» **Exercise objective**:
The expected answer is every line from the material below that has the word "hanging".

==== Given data ====

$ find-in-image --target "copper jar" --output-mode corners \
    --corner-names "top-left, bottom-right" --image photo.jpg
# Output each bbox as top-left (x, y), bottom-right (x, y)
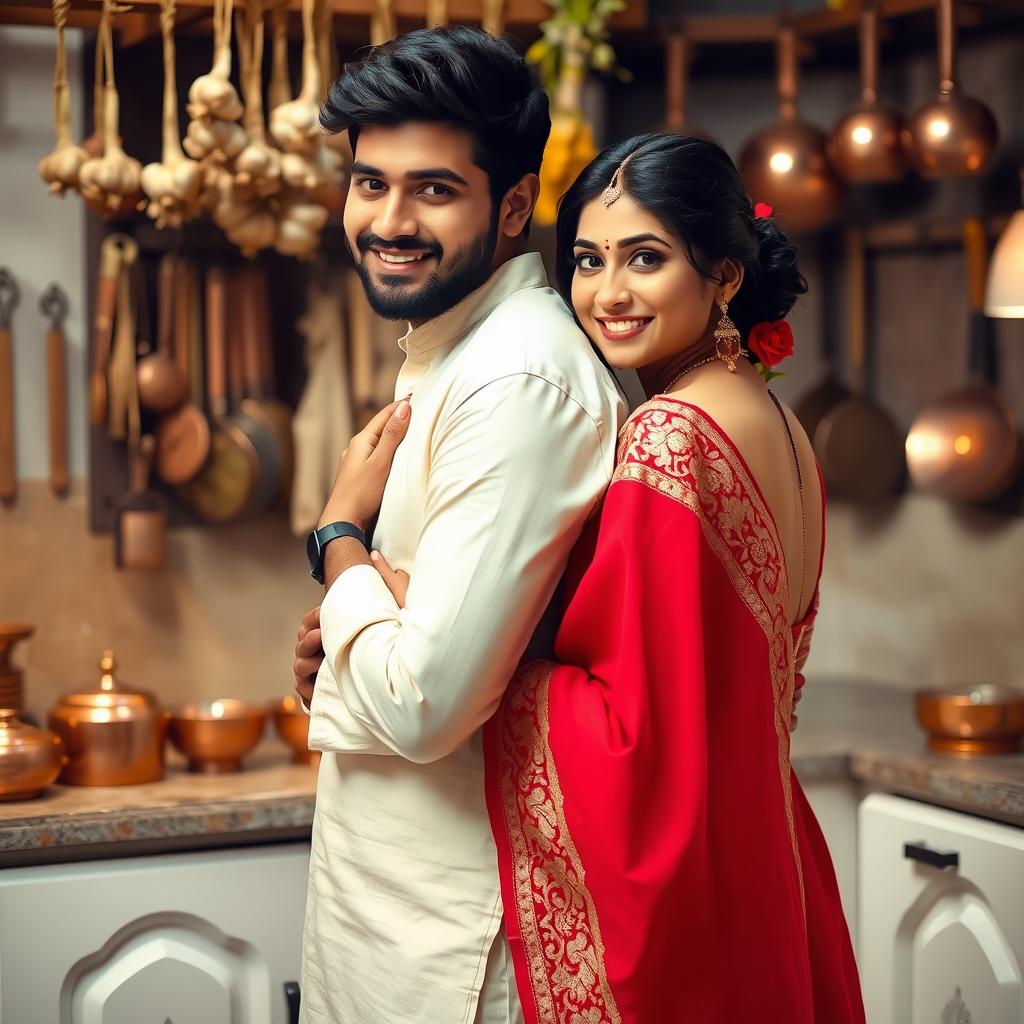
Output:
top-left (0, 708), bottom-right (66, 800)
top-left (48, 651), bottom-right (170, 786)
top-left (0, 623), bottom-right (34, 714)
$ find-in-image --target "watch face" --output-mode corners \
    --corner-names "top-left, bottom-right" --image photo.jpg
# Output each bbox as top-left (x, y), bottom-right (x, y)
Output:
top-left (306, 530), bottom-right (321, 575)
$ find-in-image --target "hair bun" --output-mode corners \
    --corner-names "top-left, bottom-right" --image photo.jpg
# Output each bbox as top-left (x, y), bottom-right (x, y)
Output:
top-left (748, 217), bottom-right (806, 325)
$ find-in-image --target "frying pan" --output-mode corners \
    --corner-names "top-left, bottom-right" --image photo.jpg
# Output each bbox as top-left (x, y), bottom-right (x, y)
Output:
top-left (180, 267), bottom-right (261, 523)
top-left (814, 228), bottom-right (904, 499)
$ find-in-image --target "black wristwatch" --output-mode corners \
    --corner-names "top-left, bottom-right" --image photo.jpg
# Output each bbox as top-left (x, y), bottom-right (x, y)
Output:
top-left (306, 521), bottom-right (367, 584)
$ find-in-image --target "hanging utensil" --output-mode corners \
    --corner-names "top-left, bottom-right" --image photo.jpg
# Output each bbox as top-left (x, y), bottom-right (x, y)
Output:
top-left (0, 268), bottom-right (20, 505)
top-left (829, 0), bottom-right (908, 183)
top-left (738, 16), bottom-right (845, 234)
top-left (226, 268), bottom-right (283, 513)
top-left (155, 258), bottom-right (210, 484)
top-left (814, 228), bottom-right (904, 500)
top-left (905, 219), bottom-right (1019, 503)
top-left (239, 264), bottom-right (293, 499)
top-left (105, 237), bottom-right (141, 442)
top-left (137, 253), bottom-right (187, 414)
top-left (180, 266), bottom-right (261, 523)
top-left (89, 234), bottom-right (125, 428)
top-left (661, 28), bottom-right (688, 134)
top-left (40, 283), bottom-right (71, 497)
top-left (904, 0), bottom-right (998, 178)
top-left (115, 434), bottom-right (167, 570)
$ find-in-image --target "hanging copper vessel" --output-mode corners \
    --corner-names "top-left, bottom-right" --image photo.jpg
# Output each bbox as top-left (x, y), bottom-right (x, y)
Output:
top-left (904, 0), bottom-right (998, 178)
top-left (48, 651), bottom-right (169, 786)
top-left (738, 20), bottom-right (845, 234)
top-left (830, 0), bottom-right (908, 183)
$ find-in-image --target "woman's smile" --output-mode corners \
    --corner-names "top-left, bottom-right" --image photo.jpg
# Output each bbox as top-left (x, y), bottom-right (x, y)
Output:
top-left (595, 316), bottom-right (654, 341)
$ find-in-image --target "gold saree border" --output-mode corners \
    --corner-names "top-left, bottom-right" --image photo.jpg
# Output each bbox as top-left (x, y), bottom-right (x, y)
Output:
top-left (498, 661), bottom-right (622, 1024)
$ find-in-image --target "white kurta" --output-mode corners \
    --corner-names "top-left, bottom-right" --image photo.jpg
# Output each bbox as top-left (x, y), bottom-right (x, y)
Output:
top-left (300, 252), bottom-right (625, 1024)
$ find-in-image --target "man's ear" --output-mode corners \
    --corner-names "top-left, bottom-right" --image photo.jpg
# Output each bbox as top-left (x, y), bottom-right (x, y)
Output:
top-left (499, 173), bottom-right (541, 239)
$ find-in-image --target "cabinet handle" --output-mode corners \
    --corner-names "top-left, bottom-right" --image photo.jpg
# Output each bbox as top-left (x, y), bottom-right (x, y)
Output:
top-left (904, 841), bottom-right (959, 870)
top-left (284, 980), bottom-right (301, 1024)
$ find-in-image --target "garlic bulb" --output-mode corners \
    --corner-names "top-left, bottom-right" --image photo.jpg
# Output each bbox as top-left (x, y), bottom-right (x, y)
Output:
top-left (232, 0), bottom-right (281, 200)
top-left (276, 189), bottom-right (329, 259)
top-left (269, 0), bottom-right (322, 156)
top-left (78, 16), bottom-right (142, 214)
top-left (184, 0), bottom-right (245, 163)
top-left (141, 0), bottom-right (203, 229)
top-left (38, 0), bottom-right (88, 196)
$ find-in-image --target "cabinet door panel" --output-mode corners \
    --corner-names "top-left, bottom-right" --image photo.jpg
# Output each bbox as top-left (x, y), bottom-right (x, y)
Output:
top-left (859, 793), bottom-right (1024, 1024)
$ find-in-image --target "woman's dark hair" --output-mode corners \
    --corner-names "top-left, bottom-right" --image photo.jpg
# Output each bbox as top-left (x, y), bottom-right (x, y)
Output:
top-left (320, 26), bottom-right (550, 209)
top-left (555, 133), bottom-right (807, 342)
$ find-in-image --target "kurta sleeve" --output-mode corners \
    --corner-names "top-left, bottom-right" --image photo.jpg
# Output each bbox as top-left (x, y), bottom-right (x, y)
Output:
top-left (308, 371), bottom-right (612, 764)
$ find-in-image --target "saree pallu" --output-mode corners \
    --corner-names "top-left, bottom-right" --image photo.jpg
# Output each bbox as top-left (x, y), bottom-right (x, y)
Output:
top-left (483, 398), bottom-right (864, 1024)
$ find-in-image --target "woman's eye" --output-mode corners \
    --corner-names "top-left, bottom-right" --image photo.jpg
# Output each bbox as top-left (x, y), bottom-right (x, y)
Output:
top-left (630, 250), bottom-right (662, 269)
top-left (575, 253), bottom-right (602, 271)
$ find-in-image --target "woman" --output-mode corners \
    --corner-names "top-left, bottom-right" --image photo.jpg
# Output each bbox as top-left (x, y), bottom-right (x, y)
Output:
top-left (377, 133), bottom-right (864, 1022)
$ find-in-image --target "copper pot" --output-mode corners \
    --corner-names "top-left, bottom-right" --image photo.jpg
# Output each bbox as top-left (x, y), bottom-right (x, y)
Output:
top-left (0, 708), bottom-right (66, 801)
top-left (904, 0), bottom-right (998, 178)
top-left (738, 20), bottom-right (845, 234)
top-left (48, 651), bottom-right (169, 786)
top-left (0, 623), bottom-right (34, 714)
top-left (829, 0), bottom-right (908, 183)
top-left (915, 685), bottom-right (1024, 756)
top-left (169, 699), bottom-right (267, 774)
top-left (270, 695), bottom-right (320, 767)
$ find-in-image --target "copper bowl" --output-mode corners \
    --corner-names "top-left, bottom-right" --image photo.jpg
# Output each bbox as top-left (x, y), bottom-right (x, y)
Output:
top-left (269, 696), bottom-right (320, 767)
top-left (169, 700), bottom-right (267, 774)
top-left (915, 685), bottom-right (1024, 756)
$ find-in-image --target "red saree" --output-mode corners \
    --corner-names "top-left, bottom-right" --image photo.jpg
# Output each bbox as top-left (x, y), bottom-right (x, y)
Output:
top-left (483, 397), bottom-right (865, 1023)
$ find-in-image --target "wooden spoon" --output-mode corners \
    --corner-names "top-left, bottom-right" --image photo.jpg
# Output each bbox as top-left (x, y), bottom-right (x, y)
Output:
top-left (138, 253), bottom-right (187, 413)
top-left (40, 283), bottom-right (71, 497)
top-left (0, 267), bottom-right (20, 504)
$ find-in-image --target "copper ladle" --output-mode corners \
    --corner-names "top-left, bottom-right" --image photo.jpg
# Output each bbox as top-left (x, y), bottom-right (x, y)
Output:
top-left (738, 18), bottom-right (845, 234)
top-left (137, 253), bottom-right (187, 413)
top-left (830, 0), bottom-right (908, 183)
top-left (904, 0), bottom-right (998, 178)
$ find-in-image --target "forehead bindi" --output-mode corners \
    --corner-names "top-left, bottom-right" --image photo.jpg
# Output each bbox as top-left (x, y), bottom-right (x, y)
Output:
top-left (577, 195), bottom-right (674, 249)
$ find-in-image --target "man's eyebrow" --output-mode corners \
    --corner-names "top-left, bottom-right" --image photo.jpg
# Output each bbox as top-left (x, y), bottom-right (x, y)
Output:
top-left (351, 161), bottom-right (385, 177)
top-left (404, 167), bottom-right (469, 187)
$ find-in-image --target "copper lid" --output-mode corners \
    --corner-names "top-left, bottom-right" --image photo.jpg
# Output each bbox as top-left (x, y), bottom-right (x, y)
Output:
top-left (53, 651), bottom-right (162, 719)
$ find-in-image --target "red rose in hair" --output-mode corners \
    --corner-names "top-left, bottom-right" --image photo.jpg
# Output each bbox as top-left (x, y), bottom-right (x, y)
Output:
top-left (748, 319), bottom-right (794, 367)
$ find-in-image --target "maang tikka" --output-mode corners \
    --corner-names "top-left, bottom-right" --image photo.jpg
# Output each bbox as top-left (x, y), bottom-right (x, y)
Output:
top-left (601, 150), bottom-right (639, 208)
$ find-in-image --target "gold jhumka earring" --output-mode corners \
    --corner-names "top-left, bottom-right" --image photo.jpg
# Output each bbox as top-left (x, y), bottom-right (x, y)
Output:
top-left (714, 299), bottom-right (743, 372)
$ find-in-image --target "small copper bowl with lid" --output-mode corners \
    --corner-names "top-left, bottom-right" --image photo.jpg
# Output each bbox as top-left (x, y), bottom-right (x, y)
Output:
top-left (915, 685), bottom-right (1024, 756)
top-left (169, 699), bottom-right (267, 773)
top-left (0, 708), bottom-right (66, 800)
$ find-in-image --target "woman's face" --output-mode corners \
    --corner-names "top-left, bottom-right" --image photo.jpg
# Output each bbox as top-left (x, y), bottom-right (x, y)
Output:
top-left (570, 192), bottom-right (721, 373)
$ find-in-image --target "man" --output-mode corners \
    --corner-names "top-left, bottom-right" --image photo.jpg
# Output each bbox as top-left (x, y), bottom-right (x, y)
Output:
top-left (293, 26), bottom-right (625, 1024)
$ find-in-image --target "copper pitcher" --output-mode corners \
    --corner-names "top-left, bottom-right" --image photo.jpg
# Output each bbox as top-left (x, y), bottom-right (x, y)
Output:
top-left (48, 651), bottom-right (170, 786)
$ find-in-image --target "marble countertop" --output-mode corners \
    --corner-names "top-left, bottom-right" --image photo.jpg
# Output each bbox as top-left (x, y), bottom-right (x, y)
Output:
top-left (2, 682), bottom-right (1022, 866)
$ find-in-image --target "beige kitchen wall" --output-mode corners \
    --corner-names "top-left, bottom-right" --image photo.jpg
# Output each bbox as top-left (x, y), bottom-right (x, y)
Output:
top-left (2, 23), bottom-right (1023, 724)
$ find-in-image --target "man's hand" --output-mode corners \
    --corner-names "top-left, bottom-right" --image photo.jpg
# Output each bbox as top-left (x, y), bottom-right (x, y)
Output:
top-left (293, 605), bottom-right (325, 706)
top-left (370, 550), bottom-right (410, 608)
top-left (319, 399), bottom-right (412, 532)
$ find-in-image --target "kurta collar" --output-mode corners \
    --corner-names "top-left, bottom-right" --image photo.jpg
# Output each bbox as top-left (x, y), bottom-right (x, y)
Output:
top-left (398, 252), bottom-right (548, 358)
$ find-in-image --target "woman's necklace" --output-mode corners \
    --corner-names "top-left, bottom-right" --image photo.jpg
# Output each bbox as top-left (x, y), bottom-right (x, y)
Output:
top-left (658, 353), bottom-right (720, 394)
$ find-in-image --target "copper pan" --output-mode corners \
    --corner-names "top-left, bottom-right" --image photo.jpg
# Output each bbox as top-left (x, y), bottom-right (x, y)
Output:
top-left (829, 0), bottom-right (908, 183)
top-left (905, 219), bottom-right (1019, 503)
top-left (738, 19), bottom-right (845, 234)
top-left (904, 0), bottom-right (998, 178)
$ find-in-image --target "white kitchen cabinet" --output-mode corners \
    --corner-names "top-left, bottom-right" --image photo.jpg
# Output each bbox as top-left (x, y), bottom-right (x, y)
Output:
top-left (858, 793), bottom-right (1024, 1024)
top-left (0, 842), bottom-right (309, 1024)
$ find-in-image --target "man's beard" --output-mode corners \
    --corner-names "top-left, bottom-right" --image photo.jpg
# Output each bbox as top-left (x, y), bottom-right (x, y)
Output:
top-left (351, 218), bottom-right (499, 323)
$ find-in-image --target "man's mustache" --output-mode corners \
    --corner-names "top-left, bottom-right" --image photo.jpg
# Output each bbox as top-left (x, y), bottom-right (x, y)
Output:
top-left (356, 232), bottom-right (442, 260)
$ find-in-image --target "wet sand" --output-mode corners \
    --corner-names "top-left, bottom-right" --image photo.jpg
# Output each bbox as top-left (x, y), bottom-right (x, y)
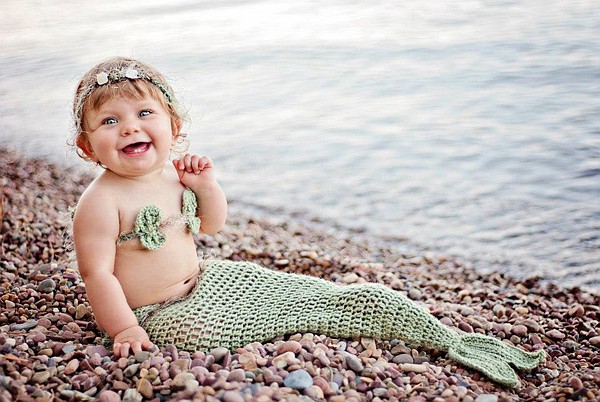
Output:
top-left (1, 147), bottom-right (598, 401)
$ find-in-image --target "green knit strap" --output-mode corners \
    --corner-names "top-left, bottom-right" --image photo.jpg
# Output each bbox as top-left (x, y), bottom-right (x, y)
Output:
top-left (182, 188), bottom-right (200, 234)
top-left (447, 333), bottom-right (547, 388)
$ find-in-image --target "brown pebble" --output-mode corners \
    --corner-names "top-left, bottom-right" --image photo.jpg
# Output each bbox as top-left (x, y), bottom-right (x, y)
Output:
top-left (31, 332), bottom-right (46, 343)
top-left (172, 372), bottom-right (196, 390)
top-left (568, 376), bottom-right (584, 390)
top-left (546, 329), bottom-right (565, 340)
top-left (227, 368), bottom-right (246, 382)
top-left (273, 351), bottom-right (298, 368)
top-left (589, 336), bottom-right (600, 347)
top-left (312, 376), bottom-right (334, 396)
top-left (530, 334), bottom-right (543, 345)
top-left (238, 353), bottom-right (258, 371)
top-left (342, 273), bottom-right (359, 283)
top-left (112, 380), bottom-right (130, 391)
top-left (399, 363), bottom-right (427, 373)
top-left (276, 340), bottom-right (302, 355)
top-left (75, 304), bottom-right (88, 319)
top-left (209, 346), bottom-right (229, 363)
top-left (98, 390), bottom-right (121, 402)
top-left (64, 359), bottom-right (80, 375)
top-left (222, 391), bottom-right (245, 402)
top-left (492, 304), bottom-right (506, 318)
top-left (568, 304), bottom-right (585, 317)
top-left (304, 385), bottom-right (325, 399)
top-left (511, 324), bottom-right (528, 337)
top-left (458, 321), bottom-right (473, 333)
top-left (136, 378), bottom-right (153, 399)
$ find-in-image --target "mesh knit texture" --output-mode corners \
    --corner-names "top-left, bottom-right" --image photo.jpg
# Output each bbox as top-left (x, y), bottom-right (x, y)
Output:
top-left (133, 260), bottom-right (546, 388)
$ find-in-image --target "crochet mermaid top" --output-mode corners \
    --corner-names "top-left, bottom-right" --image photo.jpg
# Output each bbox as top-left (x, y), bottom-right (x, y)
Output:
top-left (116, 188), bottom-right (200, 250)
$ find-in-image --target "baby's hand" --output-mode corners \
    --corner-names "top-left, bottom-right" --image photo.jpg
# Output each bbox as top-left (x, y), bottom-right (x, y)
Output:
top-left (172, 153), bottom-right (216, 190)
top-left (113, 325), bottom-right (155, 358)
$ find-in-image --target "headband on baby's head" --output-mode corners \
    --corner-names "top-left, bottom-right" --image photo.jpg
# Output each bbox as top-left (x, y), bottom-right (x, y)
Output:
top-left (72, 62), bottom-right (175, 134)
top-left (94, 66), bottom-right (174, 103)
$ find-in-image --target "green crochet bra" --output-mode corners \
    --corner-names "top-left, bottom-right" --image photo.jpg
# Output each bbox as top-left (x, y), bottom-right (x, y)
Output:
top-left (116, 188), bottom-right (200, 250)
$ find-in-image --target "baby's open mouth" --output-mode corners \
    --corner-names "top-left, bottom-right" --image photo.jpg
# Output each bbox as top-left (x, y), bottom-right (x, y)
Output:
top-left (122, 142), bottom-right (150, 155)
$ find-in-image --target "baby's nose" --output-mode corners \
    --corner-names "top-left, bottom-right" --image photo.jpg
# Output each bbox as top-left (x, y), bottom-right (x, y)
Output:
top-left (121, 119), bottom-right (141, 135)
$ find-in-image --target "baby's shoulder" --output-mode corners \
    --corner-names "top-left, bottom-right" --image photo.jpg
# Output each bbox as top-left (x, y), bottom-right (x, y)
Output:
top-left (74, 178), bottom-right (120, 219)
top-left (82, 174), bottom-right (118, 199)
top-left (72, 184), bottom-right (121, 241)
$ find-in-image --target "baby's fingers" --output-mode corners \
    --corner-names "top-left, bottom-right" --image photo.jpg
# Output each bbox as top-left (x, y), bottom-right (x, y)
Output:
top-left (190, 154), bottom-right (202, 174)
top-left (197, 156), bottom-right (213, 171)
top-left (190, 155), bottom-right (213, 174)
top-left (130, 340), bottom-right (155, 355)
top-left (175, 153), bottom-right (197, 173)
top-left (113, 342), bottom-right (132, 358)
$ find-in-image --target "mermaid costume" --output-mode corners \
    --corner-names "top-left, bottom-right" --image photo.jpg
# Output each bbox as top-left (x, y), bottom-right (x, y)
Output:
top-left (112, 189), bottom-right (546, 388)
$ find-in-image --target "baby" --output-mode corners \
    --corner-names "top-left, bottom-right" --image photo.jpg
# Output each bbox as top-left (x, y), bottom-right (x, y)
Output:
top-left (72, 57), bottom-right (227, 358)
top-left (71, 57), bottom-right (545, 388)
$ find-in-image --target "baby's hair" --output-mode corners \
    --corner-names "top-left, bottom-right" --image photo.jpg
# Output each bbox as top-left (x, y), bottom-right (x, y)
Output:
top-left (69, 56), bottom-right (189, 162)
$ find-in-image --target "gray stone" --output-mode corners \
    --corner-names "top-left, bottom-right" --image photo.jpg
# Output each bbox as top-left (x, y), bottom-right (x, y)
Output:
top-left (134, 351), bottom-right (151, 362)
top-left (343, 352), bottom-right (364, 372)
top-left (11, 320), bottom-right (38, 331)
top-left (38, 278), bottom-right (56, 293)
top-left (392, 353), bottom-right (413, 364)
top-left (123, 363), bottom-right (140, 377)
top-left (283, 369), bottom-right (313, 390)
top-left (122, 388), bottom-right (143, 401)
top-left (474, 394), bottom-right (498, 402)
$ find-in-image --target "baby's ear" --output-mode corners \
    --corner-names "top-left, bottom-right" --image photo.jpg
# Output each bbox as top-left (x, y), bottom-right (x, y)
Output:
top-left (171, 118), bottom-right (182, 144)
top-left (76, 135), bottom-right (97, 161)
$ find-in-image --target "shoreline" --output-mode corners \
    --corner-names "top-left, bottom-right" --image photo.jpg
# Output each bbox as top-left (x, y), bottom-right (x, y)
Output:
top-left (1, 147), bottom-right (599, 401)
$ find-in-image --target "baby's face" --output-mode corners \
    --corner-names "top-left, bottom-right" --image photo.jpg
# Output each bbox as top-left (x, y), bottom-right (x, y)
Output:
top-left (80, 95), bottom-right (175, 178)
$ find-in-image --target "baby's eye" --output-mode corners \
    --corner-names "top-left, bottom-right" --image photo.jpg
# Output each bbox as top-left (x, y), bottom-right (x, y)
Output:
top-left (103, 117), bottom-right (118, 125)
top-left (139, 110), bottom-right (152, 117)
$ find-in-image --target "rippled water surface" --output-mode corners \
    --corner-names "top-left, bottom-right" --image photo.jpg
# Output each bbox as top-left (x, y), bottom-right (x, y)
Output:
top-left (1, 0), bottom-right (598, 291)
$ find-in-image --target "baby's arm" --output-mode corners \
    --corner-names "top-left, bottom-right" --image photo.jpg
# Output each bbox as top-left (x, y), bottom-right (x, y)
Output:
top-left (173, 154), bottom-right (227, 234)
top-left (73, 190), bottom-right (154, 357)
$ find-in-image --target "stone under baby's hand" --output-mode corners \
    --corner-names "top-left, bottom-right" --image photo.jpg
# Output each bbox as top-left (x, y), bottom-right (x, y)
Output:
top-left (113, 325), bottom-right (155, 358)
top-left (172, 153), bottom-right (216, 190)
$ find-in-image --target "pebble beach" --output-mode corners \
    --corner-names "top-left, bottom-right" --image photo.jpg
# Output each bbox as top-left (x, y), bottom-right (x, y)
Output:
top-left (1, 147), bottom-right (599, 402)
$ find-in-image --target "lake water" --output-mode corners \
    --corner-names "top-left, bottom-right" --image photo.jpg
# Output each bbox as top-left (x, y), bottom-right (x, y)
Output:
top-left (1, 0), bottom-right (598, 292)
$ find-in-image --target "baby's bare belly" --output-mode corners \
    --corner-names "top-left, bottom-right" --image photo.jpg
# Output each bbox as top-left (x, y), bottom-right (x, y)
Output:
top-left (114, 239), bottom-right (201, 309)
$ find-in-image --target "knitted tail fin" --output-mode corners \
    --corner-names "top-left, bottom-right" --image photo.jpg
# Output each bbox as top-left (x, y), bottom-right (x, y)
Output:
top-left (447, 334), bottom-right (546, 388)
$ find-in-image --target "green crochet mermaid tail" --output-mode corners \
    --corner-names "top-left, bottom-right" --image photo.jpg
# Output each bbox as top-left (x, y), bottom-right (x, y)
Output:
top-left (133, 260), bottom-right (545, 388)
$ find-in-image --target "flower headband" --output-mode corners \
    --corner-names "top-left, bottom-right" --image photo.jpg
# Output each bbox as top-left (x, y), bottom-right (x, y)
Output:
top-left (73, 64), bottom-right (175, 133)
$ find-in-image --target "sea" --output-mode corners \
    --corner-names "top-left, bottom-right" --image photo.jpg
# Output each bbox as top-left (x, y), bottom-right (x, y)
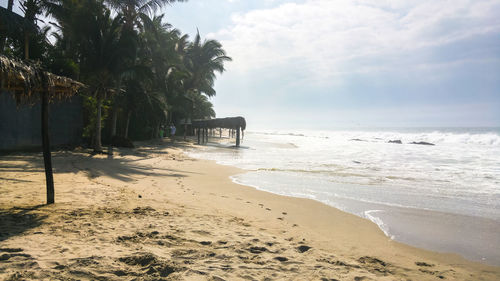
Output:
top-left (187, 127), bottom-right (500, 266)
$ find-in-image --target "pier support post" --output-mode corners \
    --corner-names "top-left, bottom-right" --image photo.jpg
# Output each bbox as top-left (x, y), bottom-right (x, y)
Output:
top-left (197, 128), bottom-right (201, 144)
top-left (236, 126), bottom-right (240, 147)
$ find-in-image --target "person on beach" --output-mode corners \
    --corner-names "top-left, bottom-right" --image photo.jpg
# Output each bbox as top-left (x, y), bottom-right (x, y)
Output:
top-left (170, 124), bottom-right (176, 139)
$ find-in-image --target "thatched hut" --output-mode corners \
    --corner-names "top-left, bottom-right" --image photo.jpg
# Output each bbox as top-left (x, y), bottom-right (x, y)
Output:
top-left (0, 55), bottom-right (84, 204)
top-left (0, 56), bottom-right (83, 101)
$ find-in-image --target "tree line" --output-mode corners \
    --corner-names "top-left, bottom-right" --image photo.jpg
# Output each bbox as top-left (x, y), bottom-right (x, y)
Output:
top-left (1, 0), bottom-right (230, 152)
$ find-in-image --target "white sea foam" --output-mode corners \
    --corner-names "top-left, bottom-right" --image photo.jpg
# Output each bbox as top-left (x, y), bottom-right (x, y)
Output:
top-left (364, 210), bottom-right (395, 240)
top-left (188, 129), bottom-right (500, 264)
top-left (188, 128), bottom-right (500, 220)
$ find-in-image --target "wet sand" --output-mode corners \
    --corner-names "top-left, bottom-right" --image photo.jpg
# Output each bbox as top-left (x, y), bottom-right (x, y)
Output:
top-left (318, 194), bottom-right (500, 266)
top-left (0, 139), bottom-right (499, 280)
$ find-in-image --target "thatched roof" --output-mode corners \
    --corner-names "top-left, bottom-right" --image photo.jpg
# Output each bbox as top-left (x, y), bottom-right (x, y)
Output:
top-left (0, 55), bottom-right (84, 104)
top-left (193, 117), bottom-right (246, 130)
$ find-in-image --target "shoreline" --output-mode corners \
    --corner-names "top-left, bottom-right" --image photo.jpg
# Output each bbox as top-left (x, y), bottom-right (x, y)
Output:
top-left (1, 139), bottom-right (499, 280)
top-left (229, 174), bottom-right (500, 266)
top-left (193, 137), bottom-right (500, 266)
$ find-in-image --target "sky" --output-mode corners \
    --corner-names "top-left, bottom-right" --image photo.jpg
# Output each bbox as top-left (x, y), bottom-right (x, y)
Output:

====

» **Result of this exercise**:
$ find-in-image --target "hanging utensil" --output-mode corners \
$ find-in-image --target "hanging copper vessel" --output-mode corners \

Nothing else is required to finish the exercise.